### [AVAILABLE DATA]
◆ ◆ ◆ ◆ ◆ ◆ ◆
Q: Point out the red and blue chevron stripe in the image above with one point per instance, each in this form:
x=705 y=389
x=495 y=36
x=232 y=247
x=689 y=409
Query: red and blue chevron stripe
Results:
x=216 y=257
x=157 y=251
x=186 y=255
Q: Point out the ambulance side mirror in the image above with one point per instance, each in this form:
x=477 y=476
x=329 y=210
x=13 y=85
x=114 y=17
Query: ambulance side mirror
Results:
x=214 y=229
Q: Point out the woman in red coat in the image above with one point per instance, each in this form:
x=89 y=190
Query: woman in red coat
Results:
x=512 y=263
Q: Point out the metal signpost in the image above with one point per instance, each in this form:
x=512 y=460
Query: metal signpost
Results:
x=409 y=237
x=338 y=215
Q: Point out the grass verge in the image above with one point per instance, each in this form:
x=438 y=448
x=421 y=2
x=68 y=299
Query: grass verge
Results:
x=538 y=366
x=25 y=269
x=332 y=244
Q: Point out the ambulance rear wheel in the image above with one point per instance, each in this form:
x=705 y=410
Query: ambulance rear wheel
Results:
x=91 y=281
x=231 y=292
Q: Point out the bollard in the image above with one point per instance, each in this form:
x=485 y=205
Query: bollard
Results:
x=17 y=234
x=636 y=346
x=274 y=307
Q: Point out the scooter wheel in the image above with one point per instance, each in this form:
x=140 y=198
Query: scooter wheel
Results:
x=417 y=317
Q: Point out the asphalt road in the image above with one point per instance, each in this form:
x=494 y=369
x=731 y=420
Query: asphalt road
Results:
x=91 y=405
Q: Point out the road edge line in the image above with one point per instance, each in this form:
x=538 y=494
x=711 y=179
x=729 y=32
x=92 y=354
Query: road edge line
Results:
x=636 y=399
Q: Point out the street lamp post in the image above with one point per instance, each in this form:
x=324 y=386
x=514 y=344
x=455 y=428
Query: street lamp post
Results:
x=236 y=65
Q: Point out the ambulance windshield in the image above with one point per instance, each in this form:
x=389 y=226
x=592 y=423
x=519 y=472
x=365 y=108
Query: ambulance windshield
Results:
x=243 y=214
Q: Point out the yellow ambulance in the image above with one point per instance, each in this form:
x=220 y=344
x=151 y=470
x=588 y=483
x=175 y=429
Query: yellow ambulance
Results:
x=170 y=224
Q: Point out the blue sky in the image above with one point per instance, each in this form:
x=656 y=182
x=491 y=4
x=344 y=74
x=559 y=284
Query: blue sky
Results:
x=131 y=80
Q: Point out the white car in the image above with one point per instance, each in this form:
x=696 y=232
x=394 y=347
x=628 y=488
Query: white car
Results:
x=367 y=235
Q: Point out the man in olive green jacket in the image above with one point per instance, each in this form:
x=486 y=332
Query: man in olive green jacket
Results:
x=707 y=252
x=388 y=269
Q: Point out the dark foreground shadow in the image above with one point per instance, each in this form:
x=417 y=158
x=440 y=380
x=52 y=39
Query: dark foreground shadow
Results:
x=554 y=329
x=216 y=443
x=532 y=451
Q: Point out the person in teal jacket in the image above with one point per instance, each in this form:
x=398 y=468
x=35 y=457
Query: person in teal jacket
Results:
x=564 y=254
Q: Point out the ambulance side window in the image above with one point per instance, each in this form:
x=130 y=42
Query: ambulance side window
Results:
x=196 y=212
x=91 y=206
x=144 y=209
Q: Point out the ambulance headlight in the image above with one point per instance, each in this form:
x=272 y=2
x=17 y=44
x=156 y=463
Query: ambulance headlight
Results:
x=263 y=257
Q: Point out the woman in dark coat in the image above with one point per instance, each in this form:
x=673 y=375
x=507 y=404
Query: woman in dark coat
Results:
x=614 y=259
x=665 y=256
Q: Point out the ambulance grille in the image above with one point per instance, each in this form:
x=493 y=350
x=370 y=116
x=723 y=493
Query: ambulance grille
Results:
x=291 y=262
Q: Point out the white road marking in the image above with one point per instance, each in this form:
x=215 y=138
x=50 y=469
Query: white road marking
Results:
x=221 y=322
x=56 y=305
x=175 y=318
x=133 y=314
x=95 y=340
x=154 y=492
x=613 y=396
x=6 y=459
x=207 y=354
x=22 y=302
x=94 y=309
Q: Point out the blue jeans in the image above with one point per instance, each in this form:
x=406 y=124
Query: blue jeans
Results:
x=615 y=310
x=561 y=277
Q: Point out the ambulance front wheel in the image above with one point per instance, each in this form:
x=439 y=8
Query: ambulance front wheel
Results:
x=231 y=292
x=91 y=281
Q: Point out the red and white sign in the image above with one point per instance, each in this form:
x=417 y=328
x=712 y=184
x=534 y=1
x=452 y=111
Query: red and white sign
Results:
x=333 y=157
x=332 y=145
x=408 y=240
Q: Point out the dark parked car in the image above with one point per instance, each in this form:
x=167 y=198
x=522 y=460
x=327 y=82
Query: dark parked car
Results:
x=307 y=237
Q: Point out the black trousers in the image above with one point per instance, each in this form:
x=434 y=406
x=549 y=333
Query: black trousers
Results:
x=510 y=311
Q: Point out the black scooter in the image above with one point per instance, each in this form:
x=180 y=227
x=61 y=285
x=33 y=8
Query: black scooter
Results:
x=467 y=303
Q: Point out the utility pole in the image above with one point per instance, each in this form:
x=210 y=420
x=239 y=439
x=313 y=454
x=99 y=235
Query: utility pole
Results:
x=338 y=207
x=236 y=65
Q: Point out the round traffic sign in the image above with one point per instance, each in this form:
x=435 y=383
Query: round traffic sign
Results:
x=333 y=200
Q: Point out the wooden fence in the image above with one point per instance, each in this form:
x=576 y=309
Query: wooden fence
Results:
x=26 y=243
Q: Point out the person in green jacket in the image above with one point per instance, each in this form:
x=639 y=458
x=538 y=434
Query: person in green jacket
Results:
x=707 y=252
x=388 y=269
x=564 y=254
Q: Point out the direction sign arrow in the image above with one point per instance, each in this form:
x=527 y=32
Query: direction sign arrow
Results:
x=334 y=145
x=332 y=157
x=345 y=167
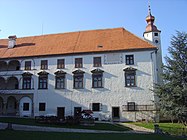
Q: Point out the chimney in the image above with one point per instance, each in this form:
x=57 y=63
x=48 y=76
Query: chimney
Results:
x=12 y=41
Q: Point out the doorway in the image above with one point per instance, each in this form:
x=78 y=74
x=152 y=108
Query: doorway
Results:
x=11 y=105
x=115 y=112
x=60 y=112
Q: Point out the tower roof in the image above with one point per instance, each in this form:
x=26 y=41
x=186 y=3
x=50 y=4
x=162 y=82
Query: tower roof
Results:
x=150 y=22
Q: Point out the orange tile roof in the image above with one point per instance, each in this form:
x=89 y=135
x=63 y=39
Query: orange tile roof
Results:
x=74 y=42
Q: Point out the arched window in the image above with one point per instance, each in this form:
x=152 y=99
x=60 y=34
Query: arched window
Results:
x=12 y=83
◆ ◆ ◆ ◆ ◆ ◆ ◆
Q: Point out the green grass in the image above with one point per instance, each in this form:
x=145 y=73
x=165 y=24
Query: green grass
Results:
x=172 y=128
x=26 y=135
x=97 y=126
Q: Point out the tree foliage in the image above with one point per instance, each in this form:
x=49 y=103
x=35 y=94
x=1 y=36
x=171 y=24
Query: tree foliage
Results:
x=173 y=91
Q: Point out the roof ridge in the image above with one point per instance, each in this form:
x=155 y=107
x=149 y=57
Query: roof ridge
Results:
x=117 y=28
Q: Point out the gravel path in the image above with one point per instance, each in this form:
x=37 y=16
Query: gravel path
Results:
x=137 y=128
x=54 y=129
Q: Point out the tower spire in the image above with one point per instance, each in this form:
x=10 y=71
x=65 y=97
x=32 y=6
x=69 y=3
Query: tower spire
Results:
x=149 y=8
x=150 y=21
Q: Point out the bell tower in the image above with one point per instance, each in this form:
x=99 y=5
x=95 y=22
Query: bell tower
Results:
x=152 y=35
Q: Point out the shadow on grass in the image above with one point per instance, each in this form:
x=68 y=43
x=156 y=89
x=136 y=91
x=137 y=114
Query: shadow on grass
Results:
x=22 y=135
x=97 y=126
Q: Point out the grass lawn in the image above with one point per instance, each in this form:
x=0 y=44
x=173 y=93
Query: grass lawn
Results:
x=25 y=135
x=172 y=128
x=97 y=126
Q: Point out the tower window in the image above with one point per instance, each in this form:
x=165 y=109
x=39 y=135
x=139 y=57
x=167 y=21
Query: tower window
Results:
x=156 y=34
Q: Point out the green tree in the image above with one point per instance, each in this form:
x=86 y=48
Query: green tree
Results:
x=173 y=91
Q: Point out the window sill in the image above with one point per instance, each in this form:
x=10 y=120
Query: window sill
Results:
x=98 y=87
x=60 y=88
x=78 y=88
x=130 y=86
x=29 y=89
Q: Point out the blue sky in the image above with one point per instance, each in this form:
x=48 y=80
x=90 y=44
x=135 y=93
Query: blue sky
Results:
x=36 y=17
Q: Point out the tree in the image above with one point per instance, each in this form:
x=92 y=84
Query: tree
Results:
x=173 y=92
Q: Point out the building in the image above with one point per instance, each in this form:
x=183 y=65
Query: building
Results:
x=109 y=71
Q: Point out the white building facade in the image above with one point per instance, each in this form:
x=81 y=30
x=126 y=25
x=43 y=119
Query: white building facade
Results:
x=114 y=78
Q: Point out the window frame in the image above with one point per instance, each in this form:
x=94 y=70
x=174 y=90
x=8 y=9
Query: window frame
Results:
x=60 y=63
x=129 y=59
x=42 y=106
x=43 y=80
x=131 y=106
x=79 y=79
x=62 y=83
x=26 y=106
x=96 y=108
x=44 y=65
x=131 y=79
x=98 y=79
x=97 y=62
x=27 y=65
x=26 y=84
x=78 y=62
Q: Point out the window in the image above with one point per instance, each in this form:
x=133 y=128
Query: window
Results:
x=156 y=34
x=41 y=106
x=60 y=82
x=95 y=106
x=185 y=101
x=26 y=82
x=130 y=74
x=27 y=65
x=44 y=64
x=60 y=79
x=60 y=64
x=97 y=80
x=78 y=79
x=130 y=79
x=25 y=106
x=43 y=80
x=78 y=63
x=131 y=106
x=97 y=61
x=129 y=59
◆ ◆ ◆ ◆ ◆ ◆ ◆
### [WHAT THE EXERCISE ASKS]
Rewrite the records from the line holding "Q: Point out the street" through the line holding "x=170 y=224", both included, as a Markdown table with the columns Row and Line, leaving out any blank lines.

### [RESULT FOR THIS TASK]
| Row | Line |
|---|---|
| 1 | Q: Point out the street lamp post in the image above with one point per instance, each in this form: |
| 2 | x=324 y=386 |
| 3 | x=514 y=344 |
| 4 | x=455 y=428 |
| 5 | Query: street lamp post |
| 6 | Results: |
| 7 | x=236 y=65 |
| 8 | Q: Point out the ambulance windshield in the image above with one point per instance, each in this form: |
| 9 | x=389 y=226 |
| 10 | x=592 y=423 |
| 11 | x=519 y=472 |
| 12 | x=365 y=108 |
| 13 | Query: ambulance windshield |
| 14 | Results: |
| 15 | x=243 y=214 |
| 16 | Q: Point out the yellow ambulance in the image above with one point per instance, each in this form: |
| 17 | x=220 y=344 |
| 18 | x=151 y=470 |
| 19 | x=588 y=483 |
| 20 | x=175 y=429 |
| 21 | Query: yellow ambulance |
| 22 | Results: |
| 23 | x=170 y=224 |